La Ligue du
Nord en Italie suggère que le nord de l'Italie reste dans la zone euro et que
le sud la quitte. Brillantissime de stupidité! A la hauteur de bien des
niaiseries que l'on entend malheureusement ici et là. Mais à vrai dire plus
intéressant qu'il y parait pour mieux comprendre le fond de la question, qui
n'est pas tant économique ou financière que tout bonnement politique.
Si en 1999
on a accepté que plus de la moitié des membres de la zone euro que l'on était
en train de créer ne respectent pas les critères d'adhésion, appelés critères
de Maastricht, c'est qu'à l'époque les réalités politiques semblaient beaucoup
plus fortes que les réalités financières. Sans aucun doute un peu dangereux
pour une union monétaire, mais il faut dire qu'à l'époque même l'Allemagne,
plombée par le coût de la réunification dépassait, de peu mais dépassait quand
même, le ratio d'endettement public toléré. Cocorico mérité, la France, quand à
elle, avait fait l'effort nécessaire pour respecter les engagements pris.
========================================================================
▸ Consigne 1
Recopiez le passage du document source qui va de « La Ligue du » à « tout bonnement politique. ».
▸ Consigne 2
D'après le document source, que propose la Ligue du Nord pour l'Italie ?
Les enregistrements ne sont pas utiles pour cet exercice.
========================================================================
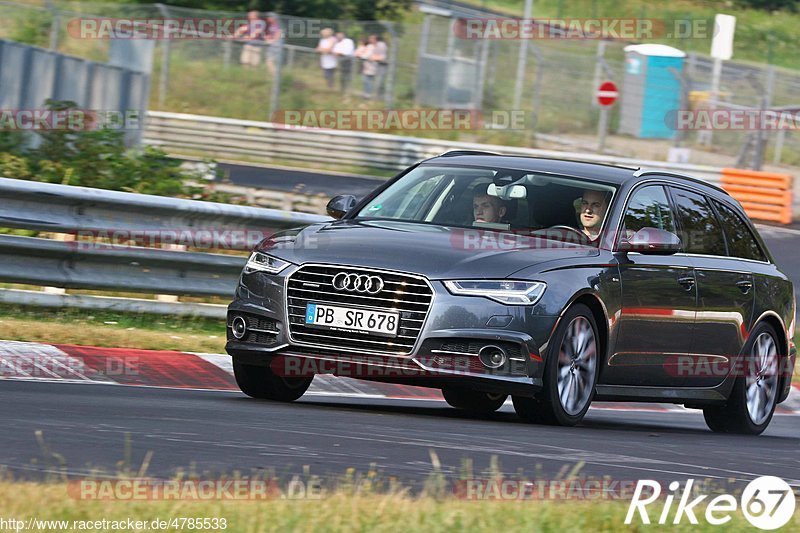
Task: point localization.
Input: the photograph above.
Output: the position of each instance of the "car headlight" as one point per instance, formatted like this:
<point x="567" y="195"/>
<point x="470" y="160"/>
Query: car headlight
<point x="504" y="291"/>
<point x="261" y="262"/>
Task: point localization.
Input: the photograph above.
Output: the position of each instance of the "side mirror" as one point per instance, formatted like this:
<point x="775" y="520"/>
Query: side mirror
<point x="340" y="205"/>
<point x="652" y="241"/>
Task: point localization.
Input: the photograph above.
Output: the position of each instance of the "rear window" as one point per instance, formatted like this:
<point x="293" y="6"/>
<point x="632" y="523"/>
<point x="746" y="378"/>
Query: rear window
<point x="741" y="242"/>
<point x="700" y="232"/>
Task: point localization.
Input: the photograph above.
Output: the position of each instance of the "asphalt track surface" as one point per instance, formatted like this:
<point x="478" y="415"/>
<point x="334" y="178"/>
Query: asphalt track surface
<point x="217" y="432"/>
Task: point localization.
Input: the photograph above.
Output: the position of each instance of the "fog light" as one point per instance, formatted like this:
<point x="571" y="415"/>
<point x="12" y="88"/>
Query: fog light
<point x="239" y="327"/>
<point x="492" y="356"/>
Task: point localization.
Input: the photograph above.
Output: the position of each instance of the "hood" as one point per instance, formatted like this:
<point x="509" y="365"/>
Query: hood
<point x="437" y="252"/>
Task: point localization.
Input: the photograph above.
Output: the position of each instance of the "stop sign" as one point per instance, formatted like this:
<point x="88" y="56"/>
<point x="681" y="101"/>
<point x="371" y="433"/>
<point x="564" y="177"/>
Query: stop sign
<point x="607" y="93"/>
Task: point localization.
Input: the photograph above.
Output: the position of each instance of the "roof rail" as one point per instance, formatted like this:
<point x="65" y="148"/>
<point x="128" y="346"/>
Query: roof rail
<point x="452" y="153"/>
<point x="669" y="173"/>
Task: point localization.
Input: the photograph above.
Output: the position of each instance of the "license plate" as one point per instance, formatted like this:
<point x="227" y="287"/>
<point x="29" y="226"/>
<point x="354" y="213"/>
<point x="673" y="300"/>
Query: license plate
<point x="350" y="319"/>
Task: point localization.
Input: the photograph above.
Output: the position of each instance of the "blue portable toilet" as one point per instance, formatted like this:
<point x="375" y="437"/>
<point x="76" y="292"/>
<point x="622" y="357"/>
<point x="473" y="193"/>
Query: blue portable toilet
<point x="651" y="88"/>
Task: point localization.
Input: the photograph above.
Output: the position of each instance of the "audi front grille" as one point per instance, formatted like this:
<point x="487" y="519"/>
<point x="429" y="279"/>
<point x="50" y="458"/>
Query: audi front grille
<point x="410" y="296"/>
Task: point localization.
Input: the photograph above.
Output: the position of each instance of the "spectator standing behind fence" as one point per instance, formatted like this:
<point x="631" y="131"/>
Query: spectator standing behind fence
<point x="327" y="58"/>
<point x="368" y="67"/>
<point x="379" y="54"/>
<point x="343" y="49"/>
<point x="253" y="31"/>
<point x="274" y="38"/>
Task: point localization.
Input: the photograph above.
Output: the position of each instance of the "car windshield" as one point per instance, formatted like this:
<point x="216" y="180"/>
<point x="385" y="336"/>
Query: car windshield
<point x="497" y="199"/>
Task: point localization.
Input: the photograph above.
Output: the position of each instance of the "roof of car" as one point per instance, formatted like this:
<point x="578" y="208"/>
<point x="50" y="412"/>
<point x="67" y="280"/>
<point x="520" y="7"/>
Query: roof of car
<point x="610" y="173"/>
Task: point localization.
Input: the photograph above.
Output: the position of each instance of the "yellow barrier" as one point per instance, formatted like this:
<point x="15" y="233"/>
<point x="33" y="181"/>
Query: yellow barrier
<point x="764" y="195"/>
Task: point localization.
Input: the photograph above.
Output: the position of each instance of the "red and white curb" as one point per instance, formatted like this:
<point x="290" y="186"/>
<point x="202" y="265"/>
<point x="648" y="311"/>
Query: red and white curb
<point x="183" y="370"/>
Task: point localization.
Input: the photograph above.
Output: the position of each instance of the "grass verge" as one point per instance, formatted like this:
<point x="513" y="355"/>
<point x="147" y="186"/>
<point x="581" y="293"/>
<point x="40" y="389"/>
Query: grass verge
<point x="345" y="512"/>
<point x="110" y="329"/>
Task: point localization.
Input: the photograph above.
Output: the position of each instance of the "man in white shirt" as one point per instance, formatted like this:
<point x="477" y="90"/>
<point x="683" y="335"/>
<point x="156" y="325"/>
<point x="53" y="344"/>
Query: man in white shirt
<point x="379" y="57"/>
<point x="327" y="58"/>
<point x="344" y="49"/>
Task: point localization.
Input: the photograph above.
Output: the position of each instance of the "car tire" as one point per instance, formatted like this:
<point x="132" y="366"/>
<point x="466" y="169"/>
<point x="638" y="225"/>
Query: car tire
<point x="262" y="383"/>
<point x="570" y="372"/>
<point x="754" y="395"/>
<point x="474" y="401"/>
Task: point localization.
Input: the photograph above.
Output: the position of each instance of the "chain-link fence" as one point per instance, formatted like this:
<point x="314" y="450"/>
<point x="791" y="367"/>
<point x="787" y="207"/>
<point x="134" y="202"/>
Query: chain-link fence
<point x="427" y="64"/>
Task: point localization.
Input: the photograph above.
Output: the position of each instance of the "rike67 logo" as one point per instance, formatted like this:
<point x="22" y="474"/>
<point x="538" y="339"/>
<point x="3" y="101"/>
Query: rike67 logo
<point x="767" y="503"/>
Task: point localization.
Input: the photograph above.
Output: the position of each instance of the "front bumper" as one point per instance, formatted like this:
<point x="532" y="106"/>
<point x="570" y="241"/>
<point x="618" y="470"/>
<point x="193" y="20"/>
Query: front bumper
<point x="445" y="352"/>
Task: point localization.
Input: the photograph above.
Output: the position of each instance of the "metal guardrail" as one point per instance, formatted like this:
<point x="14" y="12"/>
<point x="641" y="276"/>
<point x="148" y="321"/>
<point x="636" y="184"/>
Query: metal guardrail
<point x="93" y="263"/>
<point x="266" y="142"/>
<point x="63" y="208"/>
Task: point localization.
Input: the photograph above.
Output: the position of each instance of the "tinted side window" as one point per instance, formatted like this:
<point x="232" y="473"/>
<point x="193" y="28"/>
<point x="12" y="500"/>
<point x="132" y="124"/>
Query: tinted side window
<point x="741" y="242"/>
<point x="700" y="230"/>
<point x="649" y="208"/>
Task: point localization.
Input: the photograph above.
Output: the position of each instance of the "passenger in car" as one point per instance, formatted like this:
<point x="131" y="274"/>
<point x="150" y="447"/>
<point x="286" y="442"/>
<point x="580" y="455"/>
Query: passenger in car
<point x="487" y="208"/>
<point x="593" y="207"/>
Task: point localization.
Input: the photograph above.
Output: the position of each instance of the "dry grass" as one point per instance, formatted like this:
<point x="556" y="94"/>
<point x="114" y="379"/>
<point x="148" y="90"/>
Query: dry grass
<point x="110" y="336"/>
<point x="344" y="511"/>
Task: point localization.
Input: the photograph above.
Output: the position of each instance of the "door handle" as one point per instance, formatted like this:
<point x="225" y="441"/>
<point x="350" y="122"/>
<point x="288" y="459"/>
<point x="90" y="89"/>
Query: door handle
<point x="744" y="285"/>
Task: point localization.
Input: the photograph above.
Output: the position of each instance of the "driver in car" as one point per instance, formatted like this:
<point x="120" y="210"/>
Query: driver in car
<point x="594" y="205"/>
<point x="487" y="208"/>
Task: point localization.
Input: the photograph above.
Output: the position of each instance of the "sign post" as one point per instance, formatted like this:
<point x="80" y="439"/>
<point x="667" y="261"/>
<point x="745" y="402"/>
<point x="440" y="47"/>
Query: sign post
<point x="606" y="94"/>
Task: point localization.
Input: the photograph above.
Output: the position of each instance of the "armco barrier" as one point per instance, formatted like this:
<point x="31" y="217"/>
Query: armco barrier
<point x="107" y="266"/>
<point x="228" y="139"/>
<point x="764" y="195"/>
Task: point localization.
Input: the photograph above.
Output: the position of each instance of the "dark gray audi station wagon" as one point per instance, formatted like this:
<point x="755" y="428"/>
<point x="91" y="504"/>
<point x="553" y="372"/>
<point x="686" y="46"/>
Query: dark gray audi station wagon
<point x="554" y="282"/>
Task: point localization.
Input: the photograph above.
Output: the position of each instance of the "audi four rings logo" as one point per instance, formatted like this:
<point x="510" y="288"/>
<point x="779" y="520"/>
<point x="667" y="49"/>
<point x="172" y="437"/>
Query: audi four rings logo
<point x="357" y="283"/>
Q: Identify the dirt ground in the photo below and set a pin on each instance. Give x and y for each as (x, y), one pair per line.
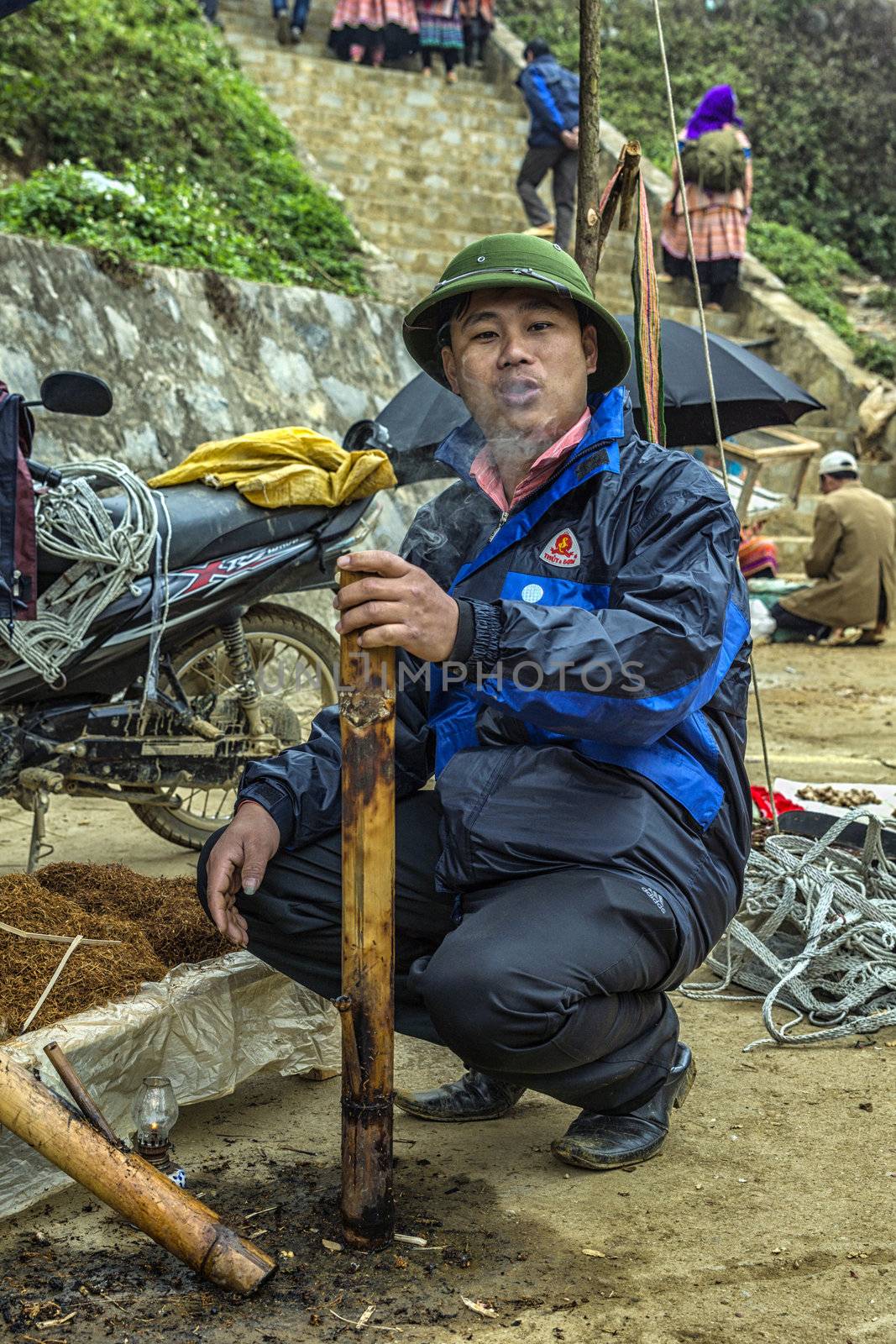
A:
(768, 1216)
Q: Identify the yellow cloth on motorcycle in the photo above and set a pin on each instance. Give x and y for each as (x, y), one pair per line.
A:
(285, 467)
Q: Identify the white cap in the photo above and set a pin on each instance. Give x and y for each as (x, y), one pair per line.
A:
(837, 461)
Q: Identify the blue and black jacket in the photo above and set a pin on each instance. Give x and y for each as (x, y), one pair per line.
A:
(551, 94)
(605, 636)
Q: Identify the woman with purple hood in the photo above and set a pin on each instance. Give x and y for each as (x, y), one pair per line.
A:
(718, 170)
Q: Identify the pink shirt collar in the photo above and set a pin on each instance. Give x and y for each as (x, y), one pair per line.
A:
(488, 477)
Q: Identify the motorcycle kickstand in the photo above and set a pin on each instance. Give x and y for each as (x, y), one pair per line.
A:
(38, 848)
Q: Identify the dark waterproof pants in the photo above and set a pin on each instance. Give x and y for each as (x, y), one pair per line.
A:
(553, 981)
(564, 165)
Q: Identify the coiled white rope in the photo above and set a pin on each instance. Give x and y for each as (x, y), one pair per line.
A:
(821, 937)
(71, 522)
(828, 944)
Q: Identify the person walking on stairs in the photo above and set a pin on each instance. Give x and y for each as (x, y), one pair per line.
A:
(477, 18)
(718, 171)
(372, 31)
(852, 559)
(574, 636)
(291, 27)
(553, 97)
(441, 33)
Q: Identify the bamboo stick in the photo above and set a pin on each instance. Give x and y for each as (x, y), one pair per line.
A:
(127, 1183)
(367, 706)
(587, 221)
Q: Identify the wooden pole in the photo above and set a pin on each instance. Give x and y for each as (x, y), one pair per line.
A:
(367, 707)
(587, 221)
(86, 1105)
(127, 1183)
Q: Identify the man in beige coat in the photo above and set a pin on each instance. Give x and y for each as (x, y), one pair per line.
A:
(852, 558)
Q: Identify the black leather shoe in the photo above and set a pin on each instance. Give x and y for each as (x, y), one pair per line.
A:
(602, 1142)
(473, 1097)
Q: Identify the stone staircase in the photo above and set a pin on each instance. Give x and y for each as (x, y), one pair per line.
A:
(422, 168)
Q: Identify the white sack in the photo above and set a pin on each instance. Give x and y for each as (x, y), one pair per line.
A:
(208, 1027)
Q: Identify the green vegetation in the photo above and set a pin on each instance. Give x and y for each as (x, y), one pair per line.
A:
(147, 93)
(813, 273)
(817, 87)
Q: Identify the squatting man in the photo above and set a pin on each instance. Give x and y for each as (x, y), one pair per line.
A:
(586, 839)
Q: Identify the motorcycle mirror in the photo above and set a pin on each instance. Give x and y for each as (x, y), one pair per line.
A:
(365, 434)
(76, 394)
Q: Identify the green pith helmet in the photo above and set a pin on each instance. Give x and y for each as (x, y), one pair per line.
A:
(504, 261)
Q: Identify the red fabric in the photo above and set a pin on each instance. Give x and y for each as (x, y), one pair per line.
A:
(488, 477)
(782, 804)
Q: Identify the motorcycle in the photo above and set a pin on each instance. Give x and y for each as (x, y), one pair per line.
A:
(165, 725)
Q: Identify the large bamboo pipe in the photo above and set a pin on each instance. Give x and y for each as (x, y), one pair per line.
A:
(127, 1183)
(367, 707)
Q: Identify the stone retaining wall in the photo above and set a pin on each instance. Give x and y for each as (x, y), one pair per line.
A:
(188, 356)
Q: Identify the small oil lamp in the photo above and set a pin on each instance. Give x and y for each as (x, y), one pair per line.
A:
(155, 1115)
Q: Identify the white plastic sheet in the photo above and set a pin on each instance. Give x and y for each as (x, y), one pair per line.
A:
(207, 1027)
(884, 808)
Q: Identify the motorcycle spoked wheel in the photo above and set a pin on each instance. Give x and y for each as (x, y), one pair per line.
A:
(296, 663)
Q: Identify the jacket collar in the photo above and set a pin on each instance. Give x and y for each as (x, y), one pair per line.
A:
(610, 420)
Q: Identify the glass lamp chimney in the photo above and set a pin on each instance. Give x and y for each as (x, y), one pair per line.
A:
(155, 1112)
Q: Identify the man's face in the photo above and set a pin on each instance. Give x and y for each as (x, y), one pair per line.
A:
(520, 360)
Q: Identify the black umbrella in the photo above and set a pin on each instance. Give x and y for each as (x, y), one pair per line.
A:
(750, 393)
(418, 418)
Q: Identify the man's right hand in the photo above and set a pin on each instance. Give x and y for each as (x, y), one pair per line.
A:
(237, 864)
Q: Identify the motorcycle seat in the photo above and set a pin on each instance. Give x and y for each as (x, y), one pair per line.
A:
(207, 523)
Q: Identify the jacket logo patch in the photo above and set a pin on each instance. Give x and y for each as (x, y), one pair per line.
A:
(562, 550)
(654, 895)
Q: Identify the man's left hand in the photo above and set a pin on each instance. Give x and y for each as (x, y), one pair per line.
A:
(396, 604)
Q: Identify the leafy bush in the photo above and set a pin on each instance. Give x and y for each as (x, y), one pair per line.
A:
(817, 89)
(147, 92)
(813, 273)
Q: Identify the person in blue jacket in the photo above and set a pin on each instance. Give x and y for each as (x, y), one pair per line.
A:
(574, 665)
(553, 97)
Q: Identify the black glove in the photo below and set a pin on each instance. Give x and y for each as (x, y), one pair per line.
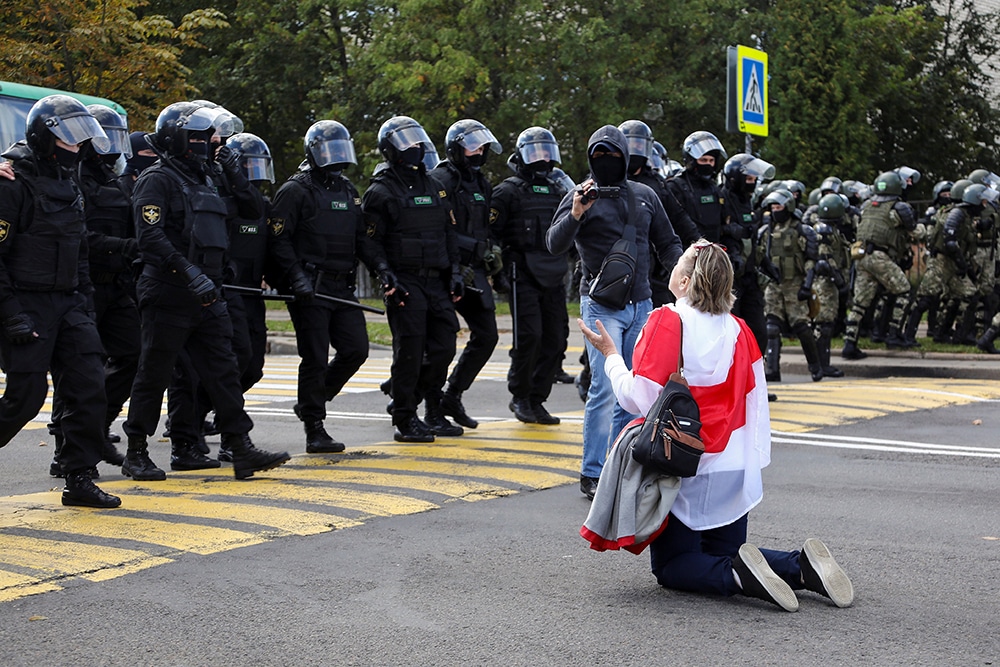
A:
(19, 329)
(201, 286)
(457, 287)
(387, 279)
(228, 159)
(302, 287)
(129, 250)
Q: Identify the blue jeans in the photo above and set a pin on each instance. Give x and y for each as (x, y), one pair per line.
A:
(603, 418)
(701, 561)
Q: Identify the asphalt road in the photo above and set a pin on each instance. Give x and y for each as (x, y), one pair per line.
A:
(508, 581)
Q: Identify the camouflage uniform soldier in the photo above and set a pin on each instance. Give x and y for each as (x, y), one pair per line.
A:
(790, 252)
(884, 231)
(829, 284)
(952, 243)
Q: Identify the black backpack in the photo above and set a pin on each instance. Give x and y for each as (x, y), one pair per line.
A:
(670, 439)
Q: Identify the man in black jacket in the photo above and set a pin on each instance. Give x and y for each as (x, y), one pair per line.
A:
(594, 217)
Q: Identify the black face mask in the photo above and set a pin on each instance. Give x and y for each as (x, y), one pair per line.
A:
(705, 171)
(412, 156)
(607, 169)
(66, 158)
(635, 163)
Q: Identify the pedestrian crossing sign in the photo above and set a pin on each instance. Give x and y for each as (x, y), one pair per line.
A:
(751, 90)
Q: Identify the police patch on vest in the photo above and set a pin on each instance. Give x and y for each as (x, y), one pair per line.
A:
(151, 214)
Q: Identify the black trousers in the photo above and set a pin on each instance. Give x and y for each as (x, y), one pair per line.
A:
(480, 314)
(423, 342)
(750, 306)
(70, 347)
(541, 332)
(318, 326)
(173, 321)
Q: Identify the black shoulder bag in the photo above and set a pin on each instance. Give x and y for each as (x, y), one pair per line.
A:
(612, 286)
(670, 439)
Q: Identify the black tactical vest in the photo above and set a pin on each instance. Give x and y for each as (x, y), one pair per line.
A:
(327, 240)
(417, 239)
(45, 257)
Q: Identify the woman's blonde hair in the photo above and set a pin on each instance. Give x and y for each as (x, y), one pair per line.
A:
(710, 271)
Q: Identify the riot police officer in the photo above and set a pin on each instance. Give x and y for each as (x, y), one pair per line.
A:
(467, 145)
(883, 235)
(45, 290)
(319, 234)
(640, 156)
(181, 225)
(521, 213)
(407, 212)
(695, 187)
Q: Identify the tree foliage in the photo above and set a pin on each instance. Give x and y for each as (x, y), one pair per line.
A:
(856, 86)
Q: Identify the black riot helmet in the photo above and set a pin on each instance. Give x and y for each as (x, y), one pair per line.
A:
(702, 143)
(329, 144)
(831, 184)
(741, 165)
(942, 192)
(65, 118)
(400, 134)
(469, 135)
(640, 143)
(180, 122)
(537, 153)
(255, 156)
(831, 207)
(115, 127)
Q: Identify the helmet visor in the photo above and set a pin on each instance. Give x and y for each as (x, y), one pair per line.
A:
(77, 129)
(542, 151)
(471, 141)
(408, 137)
(333, 151)
(759, 168)
(640, 146)
(258, 168)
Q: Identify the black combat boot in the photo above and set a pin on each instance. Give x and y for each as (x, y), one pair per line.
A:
(985, 342)
(451, 406)
(247, 459)
(823, 348)
(804, 333)
(318, 441)
(138, 465)
(81, 491)
(186, 456)
(543, 416)
(411, 429)
(437, 422)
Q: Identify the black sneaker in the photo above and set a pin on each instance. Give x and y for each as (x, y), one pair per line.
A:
(81, 491)
(821, 574)
(522, 410)
(542, 416)
(759, 580)
(413, 430)
(451, 406)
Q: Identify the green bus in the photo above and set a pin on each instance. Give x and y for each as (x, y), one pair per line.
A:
(16, 99)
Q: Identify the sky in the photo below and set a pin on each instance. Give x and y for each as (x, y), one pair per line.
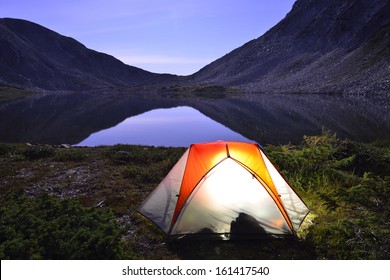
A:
(176, 36)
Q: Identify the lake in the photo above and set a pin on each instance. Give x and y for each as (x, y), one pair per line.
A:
(179, 127)
(106, 119)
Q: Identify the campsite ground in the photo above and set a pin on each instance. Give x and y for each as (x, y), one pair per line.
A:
(55, 196)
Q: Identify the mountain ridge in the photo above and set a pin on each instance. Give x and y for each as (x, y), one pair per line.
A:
(318, 47)
(321, 46)
(36, 57)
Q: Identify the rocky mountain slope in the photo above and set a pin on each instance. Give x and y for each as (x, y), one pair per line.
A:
(35, 57)
(320, 46)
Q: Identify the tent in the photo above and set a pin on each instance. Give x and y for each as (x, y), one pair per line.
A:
(224, 190)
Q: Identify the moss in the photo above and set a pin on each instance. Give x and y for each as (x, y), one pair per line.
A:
(345, 184)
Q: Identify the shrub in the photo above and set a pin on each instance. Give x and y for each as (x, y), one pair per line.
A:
(49, 228)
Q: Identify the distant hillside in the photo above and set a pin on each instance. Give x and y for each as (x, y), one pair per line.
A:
(35, 57)
(320, 46)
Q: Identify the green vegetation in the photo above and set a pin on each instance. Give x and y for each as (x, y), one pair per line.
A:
(49, 228)
(8, 93)
(79, 203)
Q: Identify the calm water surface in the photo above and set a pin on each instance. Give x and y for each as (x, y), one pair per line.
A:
(179, 126)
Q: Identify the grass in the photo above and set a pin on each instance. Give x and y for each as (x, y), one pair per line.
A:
(345, 184)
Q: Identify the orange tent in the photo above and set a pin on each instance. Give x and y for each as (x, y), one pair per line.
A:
(224, 190)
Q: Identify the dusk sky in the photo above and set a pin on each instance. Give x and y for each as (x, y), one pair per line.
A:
(176, 36)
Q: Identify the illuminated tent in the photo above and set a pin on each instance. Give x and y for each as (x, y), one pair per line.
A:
(224, 190)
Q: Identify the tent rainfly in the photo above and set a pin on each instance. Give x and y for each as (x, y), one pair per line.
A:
(224, 190)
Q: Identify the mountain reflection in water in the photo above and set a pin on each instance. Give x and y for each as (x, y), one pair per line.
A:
(266, 119)
(179, 127)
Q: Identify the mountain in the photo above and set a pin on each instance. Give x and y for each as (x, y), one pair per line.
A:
(35, 57)
(320, 46)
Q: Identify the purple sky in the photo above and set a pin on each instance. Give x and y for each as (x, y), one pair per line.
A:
(176, 36)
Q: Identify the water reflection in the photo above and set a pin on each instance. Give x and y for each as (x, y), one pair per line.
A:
(264, 118)
(180, 127)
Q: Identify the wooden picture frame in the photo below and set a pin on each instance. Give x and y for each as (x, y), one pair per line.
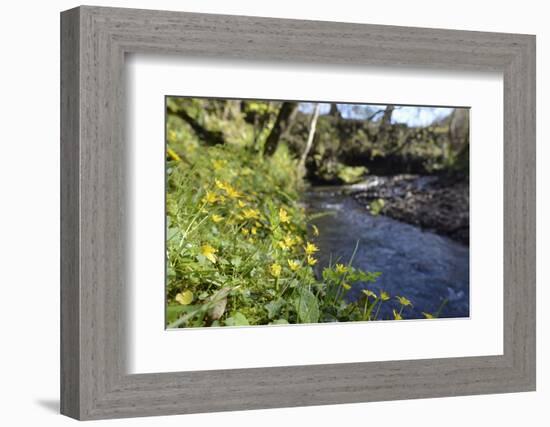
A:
(94, 41)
========================================================================
▸ Réponse attendue 1
La Ligue du
Nord en Italie suggère que le nord de l'Italie reste dans la zone euro et que
le sud la quitte. Brillantissime de stupidité! A la hauteur de bien des
niaiseries que l'on entend malheureusement ici et là. Mais à vrai dire plus
intéressant qu'il y parait pour mieux comprendre le fond de la question, qui
n'est pas tant économique ou financière que tout bonnement politique.

▸ Réponse attendue 2
Elle propose que le nord de l'Italie reste dans la zone euro et que le sud la quitte.